• ACTIVITY
Repeat every entry in the listing below, exactly.

• LISTED RECORDS
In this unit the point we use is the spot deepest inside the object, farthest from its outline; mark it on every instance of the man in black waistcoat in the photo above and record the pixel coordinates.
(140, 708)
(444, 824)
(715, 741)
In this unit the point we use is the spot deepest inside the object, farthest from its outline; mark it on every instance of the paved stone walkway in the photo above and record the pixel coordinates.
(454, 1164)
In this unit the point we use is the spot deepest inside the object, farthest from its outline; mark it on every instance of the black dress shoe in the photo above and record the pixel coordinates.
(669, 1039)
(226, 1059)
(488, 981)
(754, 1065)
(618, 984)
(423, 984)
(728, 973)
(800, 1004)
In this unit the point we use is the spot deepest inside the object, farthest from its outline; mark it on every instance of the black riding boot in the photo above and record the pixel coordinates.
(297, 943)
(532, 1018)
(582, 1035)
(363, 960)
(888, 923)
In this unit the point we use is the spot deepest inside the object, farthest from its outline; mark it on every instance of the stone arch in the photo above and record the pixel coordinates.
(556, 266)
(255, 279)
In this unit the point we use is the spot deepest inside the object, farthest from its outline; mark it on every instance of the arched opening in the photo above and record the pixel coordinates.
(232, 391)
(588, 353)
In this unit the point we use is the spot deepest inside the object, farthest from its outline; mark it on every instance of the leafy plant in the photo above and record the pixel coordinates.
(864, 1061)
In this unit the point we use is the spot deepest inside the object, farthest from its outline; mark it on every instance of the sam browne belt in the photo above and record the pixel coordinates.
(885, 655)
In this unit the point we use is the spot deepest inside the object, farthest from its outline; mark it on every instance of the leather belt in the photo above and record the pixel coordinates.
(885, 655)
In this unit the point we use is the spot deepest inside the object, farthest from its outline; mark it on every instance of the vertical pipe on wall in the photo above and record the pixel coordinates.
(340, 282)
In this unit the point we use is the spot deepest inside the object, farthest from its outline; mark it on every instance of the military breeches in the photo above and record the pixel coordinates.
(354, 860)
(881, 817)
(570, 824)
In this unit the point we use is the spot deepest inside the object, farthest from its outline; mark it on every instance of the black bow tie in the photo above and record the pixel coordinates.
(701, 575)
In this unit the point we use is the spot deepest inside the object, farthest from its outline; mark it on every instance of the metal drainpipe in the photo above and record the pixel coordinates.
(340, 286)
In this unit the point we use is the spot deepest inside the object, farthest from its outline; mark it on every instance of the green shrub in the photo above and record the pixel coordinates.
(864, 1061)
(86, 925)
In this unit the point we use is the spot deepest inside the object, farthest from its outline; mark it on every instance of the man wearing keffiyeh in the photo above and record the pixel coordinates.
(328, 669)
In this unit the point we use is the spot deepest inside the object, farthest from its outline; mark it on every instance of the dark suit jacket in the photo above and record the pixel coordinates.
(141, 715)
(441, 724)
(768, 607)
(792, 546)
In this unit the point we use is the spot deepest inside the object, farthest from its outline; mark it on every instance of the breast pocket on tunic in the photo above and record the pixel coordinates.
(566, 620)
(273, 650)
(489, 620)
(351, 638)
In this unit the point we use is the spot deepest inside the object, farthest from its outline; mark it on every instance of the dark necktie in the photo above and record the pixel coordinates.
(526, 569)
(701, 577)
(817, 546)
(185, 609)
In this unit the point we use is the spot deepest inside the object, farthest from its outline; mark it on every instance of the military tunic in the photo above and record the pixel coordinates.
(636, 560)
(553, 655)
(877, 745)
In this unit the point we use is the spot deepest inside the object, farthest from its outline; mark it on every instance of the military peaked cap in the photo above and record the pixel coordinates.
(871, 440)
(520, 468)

• RESULT OF THIS TASK
In this unit the point we use is the spot deepest inside the object, farthest from its outline; mark it on every instance of the man in black waistcoat in the photo above and record the pixel coordinates.
(140, 708)
(444, 824)
(715, 741)
In this unit the point we use is the spot deepest inside the object, farthest from its outline; mark it on every instance of the paved stone walkway in the photo above and record the pixel coordinates.
(454, 1164)
In this unit the point we use is the spot deepest inside the object, farthest from its outline; mark it on every instance of the black dress shoe in the photo above and record the pixel coordinates.
(669, 1039)
(226, 1059)
(488, 981)
(754, 1065)
(618, 984)
(423, 984)
(728, 973)
(800, 1004)
In this unit the point we use is the spot deepest inside the object, farthest from its outline; mark it on every instance of the black riding boot in the photo above and record the pixel coordinates.
(297, 943)
(532, 1018)
(582, 1035)
(363, 960)
(888, 923)
In this unit the point we use is the spot deepest inside the object, farthest from its outline; mark it on every instance of the stone arch in the photo above and record the pixel coordinates.
(556, 266)
(255, 279)
In this unit the point we use is the spot deepest inside the object, farthest from its outline; mark it on every instance of the arched opening in the photo above and record the pixel coordinates.
(232, 391)
(588, 353)
In this unit the point we use is the spot deepest inside the object, farthest from its outline; mark it on every instance of the leafy plant in the photo above and record the pixel coordinates.
(864, 1061)
In this unit the point we use is the spot deepest inside the object, farthest from its outline; mark it on every instance of the sam browne belt in the photo above and record the pixel coordinates.
(885, 655)
In this unit the point we use is the spot deepest inside the object, farthest from its outline; mark it on every instance of the leather belt in the photo above and record the pixel coordinates.
(885, 655)
In this unit the point we use is the spot deepest inside the object, farthest from its outline; mark it on every instance of the vertical pipe on wall in the photo above and record the pixel coordinates.
(340, 282)
In this unit the point we use is the spot deepest inside the object, farthest from its outline; mark it on every instance of the military breeches in the photo above and record the pixel coordinates.
(354, 860)
(881, 817)
(570, 824)
In this unit the point we use is the spot deepest inside the object, farthest from its outline; mark it on every instance of the black bow tie in the photo above and record the pixel coordinates.
(701, 575)
In this unit the point we use is the spot deepest inside the object, farthest from its outline; mark it on every instance of the metal drainpipe in the photo above and record the pixel coordinates.
(340, 286)
In this unit the point we use is the spot deepest inside the object, farthest from its outline; mark it on every instance of the green shrub in the photo above and record the pixel coordinates.
(864, 1061)
(86, 925)
In this unit the point we use is the spot deepest inside the object, farthest from its outline; mark it on every instance of the man wearing keffiyeh in the photo above and record the pixel coordinates.
(328, 669)
In this unit the point we use is the spot deepest inside the object, farthest from its outline; mark it on every instance of the dark suit jacket in the photo above and record the pixel coordinates.
(141, 715)
(441, 724)
(768, 607)
(792, 546)
In this unit the point we use is the spot deepest inside the object, farthest from its outline; mark it on every instance of the breast pocket on tunic in the photo above and record the pixel coordinates.
(566, 620)
(273, 650)
(489, 620)
(351, 638)
In this unit the point we use is the spot deepest inside the object, farthest from its outline; mark it on every instance of the dark necktie in the photo above and record the pixel coordinates.
(526, 569)
(701, 577)
(817, 546)
(185, 609)
In this unit the point we use is the spot deepest inside the object, farthest from its outline; mark it on every instance of the military tunic in the photo above and record the pixel coordinates.
(636, 560)
(553, 655)
(877, 745)
In this unit the point we use is the spot deepest inside the object, farthest from its outline; mark it on every instance of the military peaked cap in the photo above and record the pixel coordinates.
(871, 440)
(520, 468)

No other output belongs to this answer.